■ EXCERPT TO READ
:::

Question

If the number of integral value(s) of $a$ for which $f\left(x\right)=\frac{2}{3}{x}^3+a{x}^2-(a^2-6)x+7$ has a negative point of minima is $k.$ Then the value of $f\left(k\right)$ is equal to

Answer 1

Given : $f\left(x\right)=\frac{2}{3}{x}^3+a{x}^2-(a^2-6)x+7$
$\Rightarrow f^{\prime }\left(x\right)=2x^2+2ax-(a^2-6)$
As, the given function is defined as $f:R\to R$
Graph of $f\left(x\right)$ can be :
from graph, it is clear that for minima to be at negative side, both roots of $f^{\prime }\left(x\right)=0$ will be negative.

:::

■ EXCERPTED DATA
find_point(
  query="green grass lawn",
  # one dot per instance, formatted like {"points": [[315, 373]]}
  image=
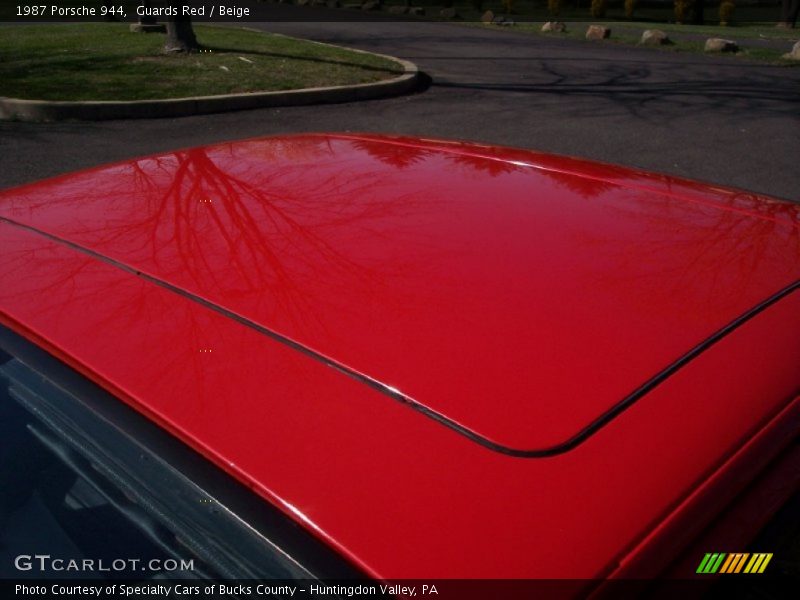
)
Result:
{"points": [[104, 61]]}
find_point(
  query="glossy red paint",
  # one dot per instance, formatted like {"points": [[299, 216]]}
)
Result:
{"points": [[515, 295]]}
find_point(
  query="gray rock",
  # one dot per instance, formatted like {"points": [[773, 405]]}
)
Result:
{"points": [[597, 32], [555, 26], [654, 37], [721, 45], [795, 53], [148, 28]]}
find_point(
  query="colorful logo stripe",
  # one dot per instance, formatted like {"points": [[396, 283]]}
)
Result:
{"points": [[735, 562]]}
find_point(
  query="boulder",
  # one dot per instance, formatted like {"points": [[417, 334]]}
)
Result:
{"points": [[597, 32], [554, 26], [795, 53], [148, 28], [721, 45], [654, 37]]}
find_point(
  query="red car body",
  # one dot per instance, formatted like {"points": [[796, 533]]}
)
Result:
{"points": [[446, 360]]}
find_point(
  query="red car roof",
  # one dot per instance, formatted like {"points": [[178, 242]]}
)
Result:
{"points": [[543, 315]]}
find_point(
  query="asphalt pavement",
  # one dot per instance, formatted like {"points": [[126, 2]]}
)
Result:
{"points": [[724, 120]]}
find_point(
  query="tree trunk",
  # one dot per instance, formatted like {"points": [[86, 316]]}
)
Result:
{"points": [[180, 35], [698, 8], [789, 11]]}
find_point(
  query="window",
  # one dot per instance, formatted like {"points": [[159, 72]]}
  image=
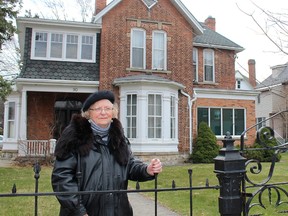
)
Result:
{"points": [[159, 50], [87, 47], [64, 109], [222, 120], [56, 45], [138, 44], [131, 115], [154, 116], [261, 122], [72, 46], [40, 44], [63, 46], [195, 64], [11, 120], [238, 84], [172, 117], [208, 65]]}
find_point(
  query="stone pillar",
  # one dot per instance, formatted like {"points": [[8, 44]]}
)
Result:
{"points": [[229, 167]]}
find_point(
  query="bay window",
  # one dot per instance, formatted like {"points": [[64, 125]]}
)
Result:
{"points": [[221, 120]]}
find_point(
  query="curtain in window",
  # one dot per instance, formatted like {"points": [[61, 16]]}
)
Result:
{"points": [[138, 43]]}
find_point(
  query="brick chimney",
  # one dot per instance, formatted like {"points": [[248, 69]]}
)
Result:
{"points": [[252, 72], [210, 22], [99, 5]]}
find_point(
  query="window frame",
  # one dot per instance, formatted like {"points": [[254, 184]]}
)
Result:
{"points": [[195, 64], [155, 116], [164, 50], [64, 46], [211, 64], [11, 120], [223, 133], [130, 116], [132, 33]]}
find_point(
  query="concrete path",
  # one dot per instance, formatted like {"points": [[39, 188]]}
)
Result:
{"points": [[142, 206]]}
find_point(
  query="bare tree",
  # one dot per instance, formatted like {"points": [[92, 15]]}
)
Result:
{"points": [[274, 26]]}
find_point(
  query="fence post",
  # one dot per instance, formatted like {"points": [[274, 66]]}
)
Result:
{"points": [[229, 167]]}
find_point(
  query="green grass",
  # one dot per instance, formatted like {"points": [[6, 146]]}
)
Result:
{"points": [[205, 202]]}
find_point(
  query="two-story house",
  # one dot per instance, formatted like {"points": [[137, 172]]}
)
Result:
{"points": [[168, 71], [273, 98]]}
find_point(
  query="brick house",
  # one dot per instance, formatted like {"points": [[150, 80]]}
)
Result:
{"points": [[168, 71], [272, 99]]}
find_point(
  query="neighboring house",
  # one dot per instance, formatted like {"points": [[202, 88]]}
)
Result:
{"points": [[168, 71], [273, 98]]}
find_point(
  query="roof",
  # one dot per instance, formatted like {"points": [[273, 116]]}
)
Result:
{"points": [[24, 22], [57, 70], [143, 78], [279, 76], [177, 3], [213, 39]]}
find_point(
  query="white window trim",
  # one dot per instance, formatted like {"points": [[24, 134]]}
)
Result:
{"points": [[65, 33], [197, 62], [165, 50], [142, 143], [144, 47], [221, 110], [213, 64]]}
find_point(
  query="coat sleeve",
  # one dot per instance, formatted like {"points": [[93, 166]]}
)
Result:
{"points": [[64, 180], [138, 170]]}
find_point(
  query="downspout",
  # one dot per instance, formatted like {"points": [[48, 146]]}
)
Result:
{"points": [[190, 104]]}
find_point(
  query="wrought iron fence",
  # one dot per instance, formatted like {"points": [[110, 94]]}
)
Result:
{"points": [[238, 193]]}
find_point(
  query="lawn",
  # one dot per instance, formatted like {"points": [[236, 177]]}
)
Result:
{"points": [[205, 202]]}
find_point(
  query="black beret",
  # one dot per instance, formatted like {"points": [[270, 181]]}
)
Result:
{"points": [[99, 95]]}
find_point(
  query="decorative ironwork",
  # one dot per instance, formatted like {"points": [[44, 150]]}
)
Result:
{"points": [[266, 195]]}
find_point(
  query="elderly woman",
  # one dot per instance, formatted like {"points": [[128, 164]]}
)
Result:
{"points": [[93, 154]]}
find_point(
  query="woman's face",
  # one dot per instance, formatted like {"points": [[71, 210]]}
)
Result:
{"points": [[101, 112]]}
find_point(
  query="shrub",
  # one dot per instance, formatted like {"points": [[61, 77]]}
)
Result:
{"points": [[264, 152], [205, 148]]}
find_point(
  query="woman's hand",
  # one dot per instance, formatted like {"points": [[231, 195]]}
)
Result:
{"points": [[155, 166]]}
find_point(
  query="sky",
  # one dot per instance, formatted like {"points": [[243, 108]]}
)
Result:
{"points": [[232, 22]]}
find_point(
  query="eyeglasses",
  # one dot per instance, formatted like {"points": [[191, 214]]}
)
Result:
{"points": [[100, 109]]}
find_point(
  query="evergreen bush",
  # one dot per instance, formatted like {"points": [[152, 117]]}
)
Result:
{"points": [[262, 152], [206, 147]]}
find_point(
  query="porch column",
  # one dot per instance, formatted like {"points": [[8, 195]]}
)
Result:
{"points": [[23, 116], [230, 168]]}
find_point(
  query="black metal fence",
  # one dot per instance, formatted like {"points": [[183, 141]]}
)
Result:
{"points": [[234, 187]]}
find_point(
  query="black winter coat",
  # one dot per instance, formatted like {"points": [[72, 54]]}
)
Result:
{"points": [[103, 167]]}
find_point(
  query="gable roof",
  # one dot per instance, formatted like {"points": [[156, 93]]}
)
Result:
{"points": [[143, 78], [279, 76], [150, 3], [177, 3], [213, 39]]}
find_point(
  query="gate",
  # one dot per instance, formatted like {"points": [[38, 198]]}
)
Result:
{"points": [[239, 194]]}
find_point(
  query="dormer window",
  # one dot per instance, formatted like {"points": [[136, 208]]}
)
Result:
{"points": [[63, 46], [238, 84], [149, 3]]}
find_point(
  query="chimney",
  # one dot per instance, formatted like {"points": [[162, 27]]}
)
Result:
{"points": [[210, 22], [99, 5], [252, 72]]}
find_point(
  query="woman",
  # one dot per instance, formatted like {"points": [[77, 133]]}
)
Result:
{"points": [[93, 154]]}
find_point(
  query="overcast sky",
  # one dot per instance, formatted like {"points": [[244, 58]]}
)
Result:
{"points": [[231, 22]]}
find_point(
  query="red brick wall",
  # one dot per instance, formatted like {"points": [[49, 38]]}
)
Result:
{"points": [[115, 48], [115, 52], [248, 105], [40, 112], [224, 69]]}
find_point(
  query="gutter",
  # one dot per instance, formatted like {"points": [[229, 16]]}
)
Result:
{"points": [[190, 104]]}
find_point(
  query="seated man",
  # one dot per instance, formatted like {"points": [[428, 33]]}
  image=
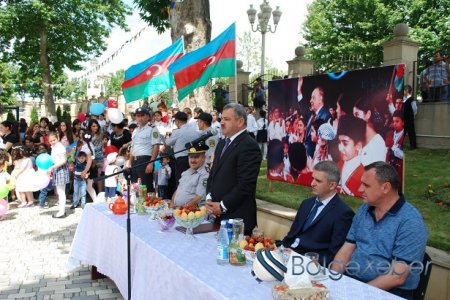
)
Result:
{"points": [[192, 187], [386, 236], [322, 222]]}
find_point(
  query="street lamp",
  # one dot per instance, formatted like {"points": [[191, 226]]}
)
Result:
{"points": [[263, 25]]}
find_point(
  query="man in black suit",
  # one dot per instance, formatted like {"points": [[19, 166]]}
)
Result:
{"points": [[230, 192], [322, 222]]}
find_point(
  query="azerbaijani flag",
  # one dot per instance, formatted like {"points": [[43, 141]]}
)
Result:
{"points": [[151, 76], [215, 59]]}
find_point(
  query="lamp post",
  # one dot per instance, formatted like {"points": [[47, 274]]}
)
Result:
{"points": [[263, 25]]}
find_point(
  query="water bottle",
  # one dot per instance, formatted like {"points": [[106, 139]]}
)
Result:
{"points": [[230, 229], [222, 244]]}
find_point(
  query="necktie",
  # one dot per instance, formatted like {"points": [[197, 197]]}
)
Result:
{"points": [[227, 143], [312, 214]]}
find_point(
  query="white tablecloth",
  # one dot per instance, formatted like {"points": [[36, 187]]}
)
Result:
{"points": [[167, 266]]}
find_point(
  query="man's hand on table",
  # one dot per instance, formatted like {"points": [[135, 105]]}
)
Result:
{"points": [[213, 208]]}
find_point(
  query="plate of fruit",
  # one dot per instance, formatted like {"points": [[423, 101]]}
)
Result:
{"points": [[165, 219], [190, 217], [153, 203], [251, 244]]}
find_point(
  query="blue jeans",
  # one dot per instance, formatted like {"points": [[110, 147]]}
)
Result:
{"points": [[79, 191]]}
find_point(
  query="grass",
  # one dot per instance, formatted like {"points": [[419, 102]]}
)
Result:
{"points": [[423, 167]]}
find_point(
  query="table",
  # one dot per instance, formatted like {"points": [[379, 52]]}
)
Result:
{"points": [[164, 265]]}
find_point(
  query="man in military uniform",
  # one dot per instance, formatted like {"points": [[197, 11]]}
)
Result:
{"points": [[145, 147], [192, 187], [204, 121], [184, 134]]}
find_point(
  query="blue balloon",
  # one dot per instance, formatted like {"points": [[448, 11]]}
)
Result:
{"points": [[97, 109], [44, 161]]}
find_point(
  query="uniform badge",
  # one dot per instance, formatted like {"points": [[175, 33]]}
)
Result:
{"points": [[211, 143]]}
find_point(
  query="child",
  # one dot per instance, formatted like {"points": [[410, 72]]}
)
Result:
{"points": [[351, 134], [22, 166], [4, 176], [164, 174], [111, 182], [79, 183]]}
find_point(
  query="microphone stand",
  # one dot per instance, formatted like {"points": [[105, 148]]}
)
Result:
{"points": [[127, 174]]}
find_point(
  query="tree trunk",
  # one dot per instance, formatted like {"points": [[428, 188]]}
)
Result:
{"points": [[46, 75], [191, 19]]}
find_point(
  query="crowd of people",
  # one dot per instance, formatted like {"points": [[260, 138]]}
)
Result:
{"points": [[354, 136], [222, 173]]}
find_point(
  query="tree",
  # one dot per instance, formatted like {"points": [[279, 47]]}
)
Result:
{"points": [[34, 115], [114, 84], [59, 114], [248, 53], [45, 37], [342, 34], [189, 19]]}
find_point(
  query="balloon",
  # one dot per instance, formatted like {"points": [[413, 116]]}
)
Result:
{"points": [[4, 191], [44, 161], [3, 207], [111, 149], [112, 103], [81, 117], [115, 115], [41, 181], [97, 109]]}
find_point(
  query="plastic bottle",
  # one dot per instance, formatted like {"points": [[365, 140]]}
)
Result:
{"points": [[230, 229], [222, 244]]}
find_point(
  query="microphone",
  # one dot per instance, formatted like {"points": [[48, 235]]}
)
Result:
{"points": [[199, 140]]}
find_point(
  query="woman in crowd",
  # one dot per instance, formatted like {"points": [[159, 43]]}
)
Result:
{"points": [[23, 126], [87, 147], [97, 140], [374, 148], [33, 133], [59, 171], [9, 137], [76, 127], [65, 133]]}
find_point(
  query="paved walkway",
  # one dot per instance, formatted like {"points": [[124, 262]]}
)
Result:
{"points": [[34, 251]]}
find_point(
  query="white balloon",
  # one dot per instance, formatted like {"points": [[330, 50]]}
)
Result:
{"points": [[115, 115]]}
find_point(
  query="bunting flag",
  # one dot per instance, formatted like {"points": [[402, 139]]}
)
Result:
{"points": [[151, 76], [215, 59]]}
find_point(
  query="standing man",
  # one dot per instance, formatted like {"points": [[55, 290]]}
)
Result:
{"points": [[409, 113], [386, 236], [322, 222], [232, 180], [145, 147], [184, 134], [436, 77], [318, 112], [204, 125]]}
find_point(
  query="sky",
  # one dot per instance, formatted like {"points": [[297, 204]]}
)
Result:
{"points": [[280, 46]]}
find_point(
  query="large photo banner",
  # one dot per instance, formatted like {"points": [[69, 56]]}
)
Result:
{"points": [[353, 118]]}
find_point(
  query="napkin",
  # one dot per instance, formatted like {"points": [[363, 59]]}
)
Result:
{"points": [[297, 276]]}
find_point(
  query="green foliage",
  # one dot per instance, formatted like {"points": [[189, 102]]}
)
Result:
{"points": [[10, 117], [348, 34], [155, 13], [66, 116], [34, 115], [114, 83], [59, 114]]}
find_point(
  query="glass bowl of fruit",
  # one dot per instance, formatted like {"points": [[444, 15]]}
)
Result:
{"points": [[189, 218], [251, 244], [165, 219]]}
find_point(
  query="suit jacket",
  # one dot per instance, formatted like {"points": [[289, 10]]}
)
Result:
{"points": [[327, 232], [233, 177]]}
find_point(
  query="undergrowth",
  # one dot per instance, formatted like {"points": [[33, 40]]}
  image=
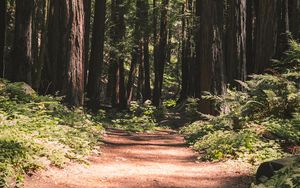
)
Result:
{"points": [[36, 131], [256, 123], [139, 117], [288, 176]]}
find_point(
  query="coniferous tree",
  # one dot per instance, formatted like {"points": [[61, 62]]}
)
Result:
{"points": [[2, 35], [66, 49], [294, 21], [209, 50], [235, 44], [22, 47], [161, 54], [96, 60]]}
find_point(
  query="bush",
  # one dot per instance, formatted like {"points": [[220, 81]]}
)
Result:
{"points": [[38, 130], [140, 118], [256, 121], [286, 177]]}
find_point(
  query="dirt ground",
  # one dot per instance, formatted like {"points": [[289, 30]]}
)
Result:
{"points": [[136, 160]]}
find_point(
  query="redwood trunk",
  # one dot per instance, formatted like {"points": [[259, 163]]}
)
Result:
{"points": [[236, 42], [22, 49], [162, 54], [96, 60], [2, 35]]}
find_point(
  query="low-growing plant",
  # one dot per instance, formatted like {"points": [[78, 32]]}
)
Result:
{"points": [[288, 176], [39, 130]]}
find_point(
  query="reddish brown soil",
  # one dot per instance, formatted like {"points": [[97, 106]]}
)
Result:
{"points": [[156, 160]]}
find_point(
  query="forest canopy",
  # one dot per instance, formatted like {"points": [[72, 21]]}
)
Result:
{"points": [[225, 73]]}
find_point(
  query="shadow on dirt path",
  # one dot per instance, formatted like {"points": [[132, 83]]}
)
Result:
{"points": [[157, 160]]}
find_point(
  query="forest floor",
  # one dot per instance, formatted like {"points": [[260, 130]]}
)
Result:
{"points": [[129, 160]]}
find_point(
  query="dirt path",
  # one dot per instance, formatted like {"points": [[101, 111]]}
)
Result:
{"points": [[155, 160]]}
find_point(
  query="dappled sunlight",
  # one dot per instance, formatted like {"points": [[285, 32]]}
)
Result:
{"points": [[146, 160]]}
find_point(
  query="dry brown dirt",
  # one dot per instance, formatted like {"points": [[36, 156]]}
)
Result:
{"points": [[136, 160]]}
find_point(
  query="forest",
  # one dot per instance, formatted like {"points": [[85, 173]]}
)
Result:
{"points": [[149, 93]]}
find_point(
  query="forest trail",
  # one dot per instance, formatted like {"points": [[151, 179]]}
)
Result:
{"points": [[136, 160]]}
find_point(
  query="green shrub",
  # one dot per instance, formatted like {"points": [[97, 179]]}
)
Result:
{"points": [[244, 145], [38, 130], [140, 118], [287, 177]]}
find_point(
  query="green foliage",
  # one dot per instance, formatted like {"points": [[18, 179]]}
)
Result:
{"points": [[287, 177], [38, 130], [140, 118], [237, 145], [170, 103], [255, 122]]}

:::

■ THINGS TO DO
- A) Print the part of the minima problem between "If the number" and "will be negative.", inclusive.
- B) Can you continue the solution to the minima problem from where it stops?

■ ANSWERS FOR THIS EXERCISE
- A)
If the number of integral value(s) of $a$ for which $f\left(x\right)=\frac{2}{3}{x}^3+a{x}^2-(a^2-6)x+7$ has a negative point of minima is $k.$ Then the value of $f\left(k\right)$ is equal to

Answer 1

Given : $f\left(x\right)=\frac{2}{3}{x}^3+a{x}^2-(a^2-6)x+7$
$\Rightarrow f^{\prime }\left(x\right)=2x^2+2ax-(a^2-6)$
As, the given function is defined as $f:R\to R$
Graph of $f\left(x\right)$ can be :
from graph, it is clear that for minima to be at negative side, both roots of $f^{\prime }\left(x\right)=0$ will be negative.

- B)
$\Rightarrow D>0$ and $-\frac{b}{2a}<0$ and $f^{\prime }\left(0\right)>0$
$\Rightarrow 4a^2+8(a^2-6)>0$
$\Rightarrow 3a^2-12>0$
$\Rightarrow a\in (-\infty ,-2)\cup (2,\infty )\cdots \left(i\right)$
and $\frac{-b}{2a}=-a<0$
$\Rightarrow a>0\cdots \left(ii\right)$
and $f^{\prime }\left(0\right)=-(a^2-6)>0$
$\Rightarrow a^2-6<0$
$\Rightarrow a\in (-\sqrt{6},\sqrt{6})\cdots \left(iii\right)$
From $\left(i\right),\left(iii\right)$ and $\left(iii\right)$, we get :
$a\in (2,\sqrt{6})$
So, there is no integral value of $a,$ is possible.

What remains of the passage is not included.